▶ [WHAT NEEDS TO BE DONE]:
Present the following data again exactly as it is shown.

[RECORD SET Boundary: Start]

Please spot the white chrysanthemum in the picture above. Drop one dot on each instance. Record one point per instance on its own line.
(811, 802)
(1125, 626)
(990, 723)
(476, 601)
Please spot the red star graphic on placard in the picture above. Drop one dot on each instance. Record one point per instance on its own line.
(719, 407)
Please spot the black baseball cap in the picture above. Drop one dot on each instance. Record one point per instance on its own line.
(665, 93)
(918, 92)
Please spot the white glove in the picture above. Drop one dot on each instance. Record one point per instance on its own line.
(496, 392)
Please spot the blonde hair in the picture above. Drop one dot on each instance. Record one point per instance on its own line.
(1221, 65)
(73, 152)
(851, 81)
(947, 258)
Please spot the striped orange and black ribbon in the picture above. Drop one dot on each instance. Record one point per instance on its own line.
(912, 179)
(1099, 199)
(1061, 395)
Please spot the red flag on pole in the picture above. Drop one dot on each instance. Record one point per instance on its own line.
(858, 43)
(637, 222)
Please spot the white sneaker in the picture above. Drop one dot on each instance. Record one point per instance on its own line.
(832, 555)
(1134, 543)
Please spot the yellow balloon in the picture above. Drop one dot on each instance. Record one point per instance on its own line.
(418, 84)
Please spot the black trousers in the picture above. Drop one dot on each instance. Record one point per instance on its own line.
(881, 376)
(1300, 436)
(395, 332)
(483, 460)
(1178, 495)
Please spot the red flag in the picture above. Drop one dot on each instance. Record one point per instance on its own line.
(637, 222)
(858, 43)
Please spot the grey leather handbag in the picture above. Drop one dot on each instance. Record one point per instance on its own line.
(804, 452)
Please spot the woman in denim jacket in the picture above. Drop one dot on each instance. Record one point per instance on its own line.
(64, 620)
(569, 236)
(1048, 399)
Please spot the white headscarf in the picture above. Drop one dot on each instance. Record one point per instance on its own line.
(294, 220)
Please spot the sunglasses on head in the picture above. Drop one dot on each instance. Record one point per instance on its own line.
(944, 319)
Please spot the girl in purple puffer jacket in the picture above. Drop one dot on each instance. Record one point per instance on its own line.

[RECORD SET Boundary: End]

▶ [RESULT]:
Please spot the white chrysanthemum in the picture above. Drop one dot on each instance. Record one point per instance on its own line.
(811, 802)
(1125, 626)
(990, 723)
(476, 601)
Please spot the red star graphic on placard in the picture above. Drop one dot on each instance. Record one point per instance on its own line.
(719, 407)
Please spot the black baseball cap in the picture above. Drop one dot on each instance. Record one point per instance on its own line.
(665, 93)
(918, 92)
Please spot the white glove in the picture above. Drop one dot on each instance. Record one point per instance on its own line.
(496, 392)
Please spot the blonde hair in the picture above. Drop one dot on each instance. Record one point per instance on its own line.
(1221, 65)
(73, 152)
(851, 81)
(947, 258)
Please spot the striped orange and black ribbon in the picture above. Drop one dot on each instance. Record one point per instance on its own line.
(912, 179)
(1099, 199)
(1061, 395)
Please spot the red flag on pole in the picture above. Drop one dot on each instance. Record one point per instance on its own line.
(858, 43)
(637, 222)
Please spot the white sneaker in the picture above. Drop one dot on each instance. Record one point per instance on its own line.
(832, 555)
(1134, 543)
Please spot the yellow balloon in the picture above. Drop one dot on each instance. Record one point per instance on its own line.
(418, 84)
Please spot the black trousers in the picture above. Drop one dot on each instance. Record one point per instance on its own line.
(881, 376)
(1300, 436)
(395, 332)
(483, 460)
(1178, 495)
Please spot the red flag in the picture above. Drop one dot on each instance. Record one point per instance on its own line.
(637, 222)
(858, 43)
Please spot the grey leather handbag in the picture above. Drop one dot on each instance. Record one point per instance on its own line.
(804, 452)
Please spot the woman in denim jacket in the picture above. Drop one dot on each instance. Record one point per instance on its own line.
(64, 620)
(569, 236)
(1048, 399)
Please spot the white headscarf in the picture above. Drop one dot on each instance. Record one point per instance on its own line.
(294, 220)
Please spot the sunglasses on head in the picture above. Drop one dot on each instance. Record one point per instance on its own line.
(944, 319)
Please spot the girl in purple puffer jacket in the picture above. Drop one dot on each instance. Record one point per instance on its own line.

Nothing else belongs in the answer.